• **TEXTE FOURNI**

Le pesticide serait présent dans le corps de plus de 90% des Antillais.

Résultat de l’étude Kannari menée entre 2011 et 2018 par Santé publique France

L’agence régionale de santé (ARS), révèle que la moitié de la population guadeloupéenne est exposée à moins de 0,06 microgramme par litre de sang. L’autre moitié, est au-delà.

La valeur toxique de référence (VTR-dose à partir de laquelle le risque de maladie s’accroît, NDLR), est fixée à 0,4 microgramme par litre de sang: 15% des Guadeloupéens sont concernés, et souvent originaires du croissant bananier.

Caroline Corlier, chargée de mission de l’Agence régionale de santé qui compile les résultats

Dès qu’une personne testée, dépasse la valeur toxique de référence, elle intègre un parcours de prise en charge.

Il y a un premier bilan à domicile, pour évaluer les modes de vie et de consommations alimentaires, puis des ateliers collectifs pour travailler sur les modes alimentaires. D’autres ateliers pour apprendre à cultiver hors-sol par exemple, peuvent-être envisagés.

Caroline Corlier, chargée de mission de l’Agence régionale de santé qui compile les résultats

Et pour cause, il serait possible d’éliminer naturellement son exposition à la chlordécone. Mme Corlier, indique que des tests sont proposés aux personnes contaminés, à 9 puis 18 mois, pour noter l’évolution et voir l’impact du programme de l’ARS après quelques temps. 

Nombreux sont les guadeloupéens qui cultivent leur jardin pour leur consommation personnelle. Depuis 2009, ceux qui le souhaitent ont également “la possibilité de faire tester leur parcelle” gratuitement, explique Guillaume Pompougnac, chef du projet Jafa pour jardins familiaux. Des équipes viennent à leur domicile prélever des carottes de terre qui sont par la suite analysées pour connaître le taux de chlordécone qu’elles contiennent. Si la terre est contaminée il faut éviter de planter des légumes racines comme l’igname. Ces données ont permis d’établir une cartographie: “les terres les plus polluées sont celles qui ont servi à la culture de la banane depuis les années 1970. Mais il n’est pas impossible, loin de là, que le pesticide ait été utilisé sur d’autres cultures”, selon le programme Jafa.

Par ailleurs, la chlordécone fait toujours l’objet de nombreuses recherches. A l’université des Antilles, une étude sur du charbon actif à base de sargasses avait donné des résultats positifs en matière de dépollution des sols notamment. Une autre, lancée par l’Anses, s’intéresse aux modes de cuisson sur des aliments contaminés (racines, poissons, etc…), dans le but de mesurer l’incidence.

• **DONNÉES FOURNIES**

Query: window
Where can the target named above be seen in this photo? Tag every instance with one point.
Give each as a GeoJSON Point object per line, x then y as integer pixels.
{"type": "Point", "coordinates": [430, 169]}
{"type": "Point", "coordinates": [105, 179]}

• **CONSIGNE À SUIVRE**
Répondez à ces questions d'après le texte sur la chlordécone :
1. À combien la valeur toxique de référence est-elle fixée ?
2. Depuis quelle année les Guadeloupéens peuvent-ils faire tester gratuitement leur parcelle ?
3. Au bout de combien de mois des tests sont-ils proposés aux personnes contaminées ?

• **RÉSULTAT OBTENU**
1. À 0,4 microgramme par litre de sang.
2. Depuis 2009.
3. À 9 puis 18 mois.